Kebijakan dari pemerintah pusat dan pemerintah daerah menjadi sangat penting karena akan menjadi acuan dalam pengembangan sektor pariwisata. Kebijakan pemerintah ini akan menyangkut kelestarian lingkungan, hak-hak masyarakat lokal, dan pembagian keuntungan dengan para investor. Apabila kebijakan yang diterapkan lemah, maka yang terkena imbasnya adalah terjadinya kerusakan lingkungan pada daerah-daerah pesisir dan pulau-pulau yang dikembangkan sektor pariwisatanya. Selain itu pembangunan pariwisata di daerah pesisir dan pulau-pulau kecil akan menjadi amsalah ketika pemerintah tidak menetapkan kebijakan yang jelas mengenai hak-hak masyarakat lokal dan kebijakan untuk menjaga aspek sosial budaya yang sudah terbentuk, sehingga dapat meminimalkan resistensi masyarakat lokal terhadap pembangunan pariwisata.

Tujuan 1 - Sebutkan jumlah baris dalam catatan yang memuat string "evenodd", dengan membedakan huruf besar dan kecil. Jawab hanya dengan angkanya.

Catatan dari sumber data:
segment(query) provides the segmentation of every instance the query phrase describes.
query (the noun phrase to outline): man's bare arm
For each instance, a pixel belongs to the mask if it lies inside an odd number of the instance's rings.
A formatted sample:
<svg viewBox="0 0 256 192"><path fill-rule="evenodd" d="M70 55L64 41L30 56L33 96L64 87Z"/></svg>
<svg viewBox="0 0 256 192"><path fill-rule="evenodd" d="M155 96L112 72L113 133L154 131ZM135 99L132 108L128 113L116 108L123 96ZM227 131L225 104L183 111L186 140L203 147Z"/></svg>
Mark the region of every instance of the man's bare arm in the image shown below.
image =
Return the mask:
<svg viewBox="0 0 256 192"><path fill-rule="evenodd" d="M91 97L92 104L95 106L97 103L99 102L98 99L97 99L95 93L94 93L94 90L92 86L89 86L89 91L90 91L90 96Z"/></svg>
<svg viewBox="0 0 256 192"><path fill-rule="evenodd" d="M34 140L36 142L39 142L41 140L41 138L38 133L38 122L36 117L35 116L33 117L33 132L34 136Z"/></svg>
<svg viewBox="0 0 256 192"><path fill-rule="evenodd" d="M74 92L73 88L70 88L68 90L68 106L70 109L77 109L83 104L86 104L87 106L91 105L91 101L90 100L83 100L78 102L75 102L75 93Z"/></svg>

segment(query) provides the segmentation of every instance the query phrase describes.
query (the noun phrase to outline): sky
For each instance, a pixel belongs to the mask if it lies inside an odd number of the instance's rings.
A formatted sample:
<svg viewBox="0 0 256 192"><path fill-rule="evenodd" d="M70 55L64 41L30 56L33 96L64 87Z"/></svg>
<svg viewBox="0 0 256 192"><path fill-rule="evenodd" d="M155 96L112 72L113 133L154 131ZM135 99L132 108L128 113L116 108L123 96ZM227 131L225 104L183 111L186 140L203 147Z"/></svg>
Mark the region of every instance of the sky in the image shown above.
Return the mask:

Tujuan 2 - Salin kata demi kata seluruh bagian teks tentang kebijakan pariwisata, mulai dari "Kebijakan dari pemerintah" terus sampai "terhadap pembangunan pariwisata.".

Jawaban Tugas 1 - 7

Jawaban Tugas 2 -
Kebijakan dari pemerintah pusat dan pemerintah daerah menjadi sangat penting karena akan menjadi acuan dalam pengembangan sektor pariwisata. Kebijakan pemerintah ini akan menyangkut kelestarian lingkungan, hak-hak masyarakat lokal, dan pembagian keuntungan dengan para investor. Apabila kebijakan yang diterapkan lemah, maka yang terkena imbasnya adalah terjadinya kerusakan lingkungan pada daerah-daerah pesisir dan pulau-pulau yang dikembangkan sektor pariwisatanya. Selain itu pembangunan pariwisata di daerah pesisir dan pulau-pulau kecil akan menjadi amsalah ketika pemerintah tidak menetapkan kebijakan yang jelas mengenai hak-hak masyarakat lokal dan kebijakan untuk menjaga aspek sosial budaya yang sudah terbentuk, sehingga dapat meminimalkan resistensi masyarakat lokal terhadap pembangunan pariwisata.